REQUIRED WORK: Each entry must be output once more without any change.

MATERIAL FOR THE TASK:
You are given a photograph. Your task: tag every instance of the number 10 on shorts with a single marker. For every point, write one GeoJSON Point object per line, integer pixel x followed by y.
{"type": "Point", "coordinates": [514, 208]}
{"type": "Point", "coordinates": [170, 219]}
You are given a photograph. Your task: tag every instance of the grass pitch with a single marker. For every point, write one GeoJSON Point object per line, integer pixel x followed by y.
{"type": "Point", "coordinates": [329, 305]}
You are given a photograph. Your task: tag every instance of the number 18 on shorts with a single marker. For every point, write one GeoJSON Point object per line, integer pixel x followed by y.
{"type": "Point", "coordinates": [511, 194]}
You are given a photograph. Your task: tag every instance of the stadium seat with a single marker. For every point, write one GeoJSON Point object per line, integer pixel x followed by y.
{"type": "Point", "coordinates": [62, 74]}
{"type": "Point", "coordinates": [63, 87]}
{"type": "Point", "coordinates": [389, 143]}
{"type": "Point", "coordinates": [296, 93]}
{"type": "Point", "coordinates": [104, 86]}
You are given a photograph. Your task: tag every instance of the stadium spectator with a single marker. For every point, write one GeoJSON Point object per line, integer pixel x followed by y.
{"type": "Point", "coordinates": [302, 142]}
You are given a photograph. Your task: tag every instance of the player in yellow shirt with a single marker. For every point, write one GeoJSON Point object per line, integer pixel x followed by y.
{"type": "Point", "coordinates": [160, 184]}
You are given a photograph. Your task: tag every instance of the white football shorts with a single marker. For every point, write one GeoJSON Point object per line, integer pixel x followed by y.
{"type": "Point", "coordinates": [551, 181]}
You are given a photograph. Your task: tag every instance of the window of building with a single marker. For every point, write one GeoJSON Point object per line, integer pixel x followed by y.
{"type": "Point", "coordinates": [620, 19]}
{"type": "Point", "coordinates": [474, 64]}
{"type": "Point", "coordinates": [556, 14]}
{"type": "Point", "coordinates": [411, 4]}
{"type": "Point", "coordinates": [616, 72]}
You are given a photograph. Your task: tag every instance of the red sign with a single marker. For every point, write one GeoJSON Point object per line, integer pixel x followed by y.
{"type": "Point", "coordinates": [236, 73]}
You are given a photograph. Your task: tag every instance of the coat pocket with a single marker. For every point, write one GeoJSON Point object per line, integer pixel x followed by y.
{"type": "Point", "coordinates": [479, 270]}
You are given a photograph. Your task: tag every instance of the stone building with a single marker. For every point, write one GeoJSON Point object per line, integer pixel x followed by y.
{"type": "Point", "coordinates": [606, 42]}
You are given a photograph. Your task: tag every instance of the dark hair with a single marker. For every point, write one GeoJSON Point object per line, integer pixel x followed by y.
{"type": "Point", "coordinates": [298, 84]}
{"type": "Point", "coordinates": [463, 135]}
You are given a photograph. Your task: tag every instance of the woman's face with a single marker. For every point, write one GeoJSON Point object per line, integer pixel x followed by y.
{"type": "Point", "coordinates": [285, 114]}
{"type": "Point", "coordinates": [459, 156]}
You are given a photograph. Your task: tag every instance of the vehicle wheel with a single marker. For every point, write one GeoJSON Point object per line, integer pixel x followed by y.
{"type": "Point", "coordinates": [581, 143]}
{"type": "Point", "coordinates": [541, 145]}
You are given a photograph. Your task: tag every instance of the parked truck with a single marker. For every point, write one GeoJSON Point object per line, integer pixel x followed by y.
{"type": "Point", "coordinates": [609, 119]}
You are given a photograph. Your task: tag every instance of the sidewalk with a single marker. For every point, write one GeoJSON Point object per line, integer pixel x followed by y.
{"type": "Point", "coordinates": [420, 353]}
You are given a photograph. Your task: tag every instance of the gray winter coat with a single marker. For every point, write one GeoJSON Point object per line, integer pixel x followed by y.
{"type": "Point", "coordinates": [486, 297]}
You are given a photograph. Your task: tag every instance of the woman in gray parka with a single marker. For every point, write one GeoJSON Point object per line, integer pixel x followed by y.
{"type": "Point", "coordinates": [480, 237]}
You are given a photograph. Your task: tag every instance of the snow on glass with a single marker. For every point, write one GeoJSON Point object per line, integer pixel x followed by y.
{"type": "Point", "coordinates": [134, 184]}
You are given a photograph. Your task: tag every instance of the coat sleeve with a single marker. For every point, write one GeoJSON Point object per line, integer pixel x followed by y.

SOLUTION FOR THIS EXERCISE:
You are given a photograph. Your task: tag every instance of the number 10 on shorts with a single marker. For every point, write one GeoJSON Point object per line, integer pixel x followed by y.
{"type": "Point", "coordinates": [514, 208]}
{"type": "Point", "coordinates": [170, 219]}
You are given a photograph. Your task: tag every instance of the grass pitch with a single marker. For every point, write one GeoJSON Point object per line, integer pixel x followed by y.
{"type": "Point", "coordinates": [329, 305]}
You are given a photograph. Your task: tag every instance of the number 18 on shorts with a single marker. For every point, write one GeoJSON Point object per line, integer pixel x followed by y.
{"type": "Point", "coordinates": [511, 194]}
You are given a photograph. Your task: tag every instance of the stadium seat with a single marker. For every point, write one GeoJSON Point object per line, integer pixel x followed by y.
{"type": "Point", "coordinates": [62, 74]}
{"type": "Point", "coordinates": [63, 87]}
{"type": "Point", "coordinates": [389, 143]}
{"type": "Point", "coordinates": [296, 93]}
{"type": "Point", "coordinates": [104, 86]}
You are given a photograph. Your task: tag every instance of the stadium spectator with a single marker. For every point, write one GeoJSON Point object per line, integer pixel x followed by y.
{"type": "Point", "coordinates": [302, 142]}
You are given a photograph. Your task: tag every instance of the player in yellow shirt with a single marker. For every point, write one GeoJSON Point object per line, integer pixel x followed by y.
{"type": "Point", "coordinates": [160, 184]}
You are given a photograph. Your task: tag every instance of the white football shorts with a single marker. For every point, write one GeoJSON Point object per line, integer pixel x followed by y.
{"type": "Point", "coordinates": [551, 181]}
You are given a photograph. Your task: tag every instance of the window of building with a single marker. For every point, write one GeoJSON Point object per line, integer pixel x followed by y.
{"type": "Point", "coordinates": [620, 19]}
{"type": "Point", "coordinates": [474, 64]}
{"type": "Point", "coordinates": [556, 14]}
{"type": "Point", "coordinates": [411, 4]}
{"type": "Point", "coordinates": [616, 72]}
You are given a photograph. Your task: tag every instance of the red sign with a single marker. For every point, write one GeoJSON Point object per line, integer pixel x followed by y.
{"type": "Point", "coordinates": [236, 73]}
You are given a photograph. Your task: tag every instance of the coat pocket with a single marker. For every point, write one GeoJSON Point object per line, integer pixel x followed by y.
{"type": "Point", "coordinates": [479, 270]}
You are given a photograph. Your task: tag every instance of the stone building with a single marker. For every point, write one GeoJSON Point object per line, integer pixel x followed by y.
{"type": "Point", "coordinates": [606, 42]}
You are given a photograph. Your task: tag every instance of the dark hair with a single marker. For every point, write one GeoJSON Point object per line, integer pixel x followed by y.
{"type": "Point", "coordinates": [298, 84]}
{"type": "Point", "coordinates": [463, 135]}
You are given a photograph. Your task: tag every instance of the woman's face with a single marker. For every point, write one GeoJSON Point object per line, integer pixel x followed by y.
{"type": "Point", "coordinates": [285, 114]}
{"type": "Point", "coordinates": [459, 156]}
You are given a photograph. Your task: tag every instance of the vehicle wheel with a single marker. For every point, write one GeoJSON Point object per line, integer pixel x followed by y.
{"type": "Point", "coordinates": [581, 143]}
{"type": "Point", "coordinates": [541, 145]}
You are given a photograph. Your task: tag every instance of the parked truck with a single marker. For every point, write one GeoJSON Point object per line, integer pixel x followed by y.
{"type": "Point", "coordinates": [609, 119]}
You are given a photograph. Your task: tag every instance of the sidewalk with a single marker. For every point, write one GeoJSON Point object per line, integer pixel x followed by y.
{"type": "Point", "coordinates": [420, 353]}
You are given a photograph. Your task: tag every instance of the gray winter coat with a single marker. For every point, write one GeoJSON Point object per line, integer pixel x followed by y.
{"type": "Point", "coordinates": [486, 297]}
You are given a photograph. Your task: tag every instance of the woman in gray parka with a single marker. For every point, write one GeoJSON Point object per line, integer pixel x followed by y.
{"type": "Point", "coordinates": [480, 237]}
You are given a photograph. Your task: tag every instance of the snow on glass with a single marker. For every point, write one GeoJSON Point object per line, integer pixel x followed by y.
{"type": "Point", "coordinates": [134, 184]}
You are given a photograph. Your task: tag every instance of the coat sleeve with a single marker. For every point, write one GeoJSON Point object per line, integer pixel x followed by y.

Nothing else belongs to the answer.